Extracted records
<<<<

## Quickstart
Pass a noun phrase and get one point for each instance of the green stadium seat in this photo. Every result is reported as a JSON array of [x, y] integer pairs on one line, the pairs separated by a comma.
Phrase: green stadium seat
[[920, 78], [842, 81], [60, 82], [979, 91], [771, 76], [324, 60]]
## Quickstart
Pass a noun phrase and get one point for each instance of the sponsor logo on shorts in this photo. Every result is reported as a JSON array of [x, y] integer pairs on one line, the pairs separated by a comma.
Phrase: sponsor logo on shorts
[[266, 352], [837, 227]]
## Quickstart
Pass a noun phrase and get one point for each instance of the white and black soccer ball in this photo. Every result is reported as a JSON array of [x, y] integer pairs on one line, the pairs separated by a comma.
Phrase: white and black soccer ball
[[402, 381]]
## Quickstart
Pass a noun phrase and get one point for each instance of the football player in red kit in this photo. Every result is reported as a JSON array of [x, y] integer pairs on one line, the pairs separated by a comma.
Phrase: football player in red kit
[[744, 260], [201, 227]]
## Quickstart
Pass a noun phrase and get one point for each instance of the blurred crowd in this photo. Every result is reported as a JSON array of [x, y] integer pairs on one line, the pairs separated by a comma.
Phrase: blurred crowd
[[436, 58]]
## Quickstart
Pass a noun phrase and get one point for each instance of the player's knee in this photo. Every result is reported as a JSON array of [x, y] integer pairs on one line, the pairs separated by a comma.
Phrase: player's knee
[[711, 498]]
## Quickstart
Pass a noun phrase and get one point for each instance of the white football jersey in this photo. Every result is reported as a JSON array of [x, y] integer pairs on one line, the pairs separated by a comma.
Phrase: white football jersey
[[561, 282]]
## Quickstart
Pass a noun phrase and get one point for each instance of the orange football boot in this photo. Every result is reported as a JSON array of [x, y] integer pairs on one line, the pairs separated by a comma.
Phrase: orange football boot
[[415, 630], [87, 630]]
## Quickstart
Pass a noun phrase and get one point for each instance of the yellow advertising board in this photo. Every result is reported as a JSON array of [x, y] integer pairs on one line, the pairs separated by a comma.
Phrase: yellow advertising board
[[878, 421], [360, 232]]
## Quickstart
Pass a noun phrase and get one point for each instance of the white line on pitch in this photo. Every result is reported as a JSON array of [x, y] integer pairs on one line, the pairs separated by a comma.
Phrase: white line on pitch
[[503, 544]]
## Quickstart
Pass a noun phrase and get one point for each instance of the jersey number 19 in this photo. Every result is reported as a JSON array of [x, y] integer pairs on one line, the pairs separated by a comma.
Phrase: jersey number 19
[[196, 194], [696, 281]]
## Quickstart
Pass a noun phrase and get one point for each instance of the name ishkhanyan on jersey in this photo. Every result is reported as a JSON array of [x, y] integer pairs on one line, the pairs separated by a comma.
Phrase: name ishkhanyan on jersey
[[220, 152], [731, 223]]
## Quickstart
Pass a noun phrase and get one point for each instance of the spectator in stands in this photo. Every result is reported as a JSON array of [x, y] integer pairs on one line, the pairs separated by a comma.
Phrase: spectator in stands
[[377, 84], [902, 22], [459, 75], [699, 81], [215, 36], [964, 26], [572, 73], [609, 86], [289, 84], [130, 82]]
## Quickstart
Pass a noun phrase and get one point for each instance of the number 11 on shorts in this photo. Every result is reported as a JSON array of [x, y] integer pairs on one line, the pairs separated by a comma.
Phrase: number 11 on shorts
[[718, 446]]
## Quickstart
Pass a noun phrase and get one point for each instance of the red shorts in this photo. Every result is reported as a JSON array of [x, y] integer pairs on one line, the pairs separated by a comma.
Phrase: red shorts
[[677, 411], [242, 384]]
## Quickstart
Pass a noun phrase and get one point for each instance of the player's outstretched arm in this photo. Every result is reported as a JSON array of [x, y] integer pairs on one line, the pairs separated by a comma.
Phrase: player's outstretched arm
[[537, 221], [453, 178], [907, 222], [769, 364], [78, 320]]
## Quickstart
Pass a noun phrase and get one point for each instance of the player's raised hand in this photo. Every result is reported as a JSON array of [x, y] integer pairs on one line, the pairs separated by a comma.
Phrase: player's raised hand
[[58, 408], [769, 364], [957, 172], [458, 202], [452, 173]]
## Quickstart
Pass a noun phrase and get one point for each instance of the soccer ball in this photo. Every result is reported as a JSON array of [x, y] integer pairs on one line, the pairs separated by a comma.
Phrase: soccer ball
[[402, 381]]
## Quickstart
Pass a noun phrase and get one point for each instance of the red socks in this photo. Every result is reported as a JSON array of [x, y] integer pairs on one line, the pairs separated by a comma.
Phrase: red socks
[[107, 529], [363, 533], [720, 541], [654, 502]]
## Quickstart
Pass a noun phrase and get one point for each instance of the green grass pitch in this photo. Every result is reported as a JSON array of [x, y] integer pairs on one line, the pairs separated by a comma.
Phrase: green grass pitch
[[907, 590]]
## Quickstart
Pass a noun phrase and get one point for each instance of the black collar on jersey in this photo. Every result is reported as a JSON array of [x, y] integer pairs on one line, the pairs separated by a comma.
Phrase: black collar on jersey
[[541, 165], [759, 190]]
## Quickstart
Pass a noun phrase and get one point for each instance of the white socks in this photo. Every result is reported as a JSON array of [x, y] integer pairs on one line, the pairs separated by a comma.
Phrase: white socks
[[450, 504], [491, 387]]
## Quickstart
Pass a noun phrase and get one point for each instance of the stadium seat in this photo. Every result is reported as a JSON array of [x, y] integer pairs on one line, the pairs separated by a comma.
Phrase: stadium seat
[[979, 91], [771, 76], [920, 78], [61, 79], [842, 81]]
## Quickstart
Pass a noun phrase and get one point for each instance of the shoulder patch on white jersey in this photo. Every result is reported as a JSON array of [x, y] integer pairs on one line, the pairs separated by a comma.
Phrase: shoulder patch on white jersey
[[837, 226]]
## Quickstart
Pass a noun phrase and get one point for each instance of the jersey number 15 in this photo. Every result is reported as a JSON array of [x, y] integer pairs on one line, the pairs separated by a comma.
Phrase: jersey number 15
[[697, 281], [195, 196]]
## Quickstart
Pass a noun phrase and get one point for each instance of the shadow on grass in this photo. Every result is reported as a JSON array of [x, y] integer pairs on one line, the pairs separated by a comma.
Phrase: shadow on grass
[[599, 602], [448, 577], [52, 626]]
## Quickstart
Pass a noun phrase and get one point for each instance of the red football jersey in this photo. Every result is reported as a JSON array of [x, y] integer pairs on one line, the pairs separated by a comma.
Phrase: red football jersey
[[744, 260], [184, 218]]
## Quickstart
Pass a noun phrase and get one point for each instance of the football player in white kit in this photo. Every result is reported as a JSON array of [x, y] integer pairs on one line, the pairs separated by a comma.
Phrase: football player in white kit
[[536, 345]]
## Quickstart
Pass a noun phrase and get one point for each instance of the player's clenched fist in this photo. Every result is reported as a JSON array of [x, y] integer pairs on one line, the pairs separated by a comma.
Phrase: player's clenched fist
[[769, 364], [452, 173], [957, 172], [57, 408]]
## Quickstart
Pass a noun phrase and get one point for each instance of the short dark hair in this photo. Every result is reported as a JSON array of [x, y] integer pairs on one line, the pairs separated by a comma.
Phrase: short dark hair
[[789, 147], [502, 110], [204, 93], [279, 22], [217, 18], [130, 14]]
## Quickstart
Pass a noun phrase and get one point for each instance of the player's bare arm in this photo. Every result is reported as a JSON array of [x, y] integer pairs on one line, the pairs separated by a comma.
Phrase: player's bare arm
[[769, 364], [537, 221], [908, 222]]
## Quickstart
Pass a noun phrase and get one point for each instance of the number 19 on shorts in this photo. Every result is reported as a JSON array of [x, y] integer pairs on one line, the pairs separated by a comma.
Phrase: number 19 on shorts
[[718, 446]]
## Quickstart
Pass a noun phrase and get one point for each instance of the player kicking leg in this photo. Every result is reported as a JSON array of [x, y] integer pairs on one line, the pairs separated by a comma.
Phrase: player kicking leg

>>>>

THE TASK. Whenever the string "kicking" turns up in a line of the data, copy that line.

OUTPUT OF THE TASK.
Pass a noun phrase and get one point for each instance of the player kicking leg in this photo. Every result is reported as a JSON array of [x, y] integer pairs on one line, the pairs separated by a comma.
Phrase: player kicking leg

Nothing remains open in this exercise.